What the exercise asks → The lines needed are those from the start of the records through the line holding "box: [421, 240, 449, 291]", each copied exactly.

Data to use →
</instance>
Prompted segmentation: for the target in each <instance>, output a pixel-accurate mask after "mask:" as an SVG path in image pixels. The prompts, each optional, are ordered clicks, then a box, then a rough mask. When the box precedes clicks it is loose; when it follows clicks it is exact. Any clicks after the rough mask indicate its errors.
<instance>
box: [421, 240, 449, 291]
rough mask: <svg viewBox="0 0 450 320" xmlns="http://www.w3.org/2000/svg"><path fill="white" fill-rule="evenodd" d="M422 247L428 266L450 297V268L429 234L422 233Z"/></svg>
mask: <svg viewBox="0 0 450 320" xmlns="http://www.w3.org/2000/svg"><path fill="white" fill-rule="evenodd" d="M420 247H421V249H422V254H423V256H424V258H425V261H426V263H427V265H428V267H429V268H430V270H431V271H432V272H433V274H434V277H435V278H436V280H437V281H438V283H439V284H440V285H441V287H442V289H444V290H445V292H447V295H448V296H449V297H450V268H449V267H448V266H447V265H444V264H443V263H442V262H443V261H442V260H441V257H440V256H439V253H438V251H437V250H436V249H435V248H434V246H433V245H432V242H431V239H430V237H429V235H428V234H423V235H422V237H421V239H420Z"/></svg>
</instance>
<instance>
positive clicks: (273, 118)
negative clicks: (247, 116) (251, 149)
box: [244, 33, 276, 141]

Exercise solution →
</instance>
Prompted segmentation: for the target in each <instance>, output a pixel-accurate mask after "mask:" as an SVG path in image pixels. The prompts, each optional, are ordered clicks, then a box, then a rough mask. When the box precedes clicks it is loose; when it follows clicks it is exact. Any clicks after the rough mask indicate its errors.
<instance>
box: [421, 240, 449, 291]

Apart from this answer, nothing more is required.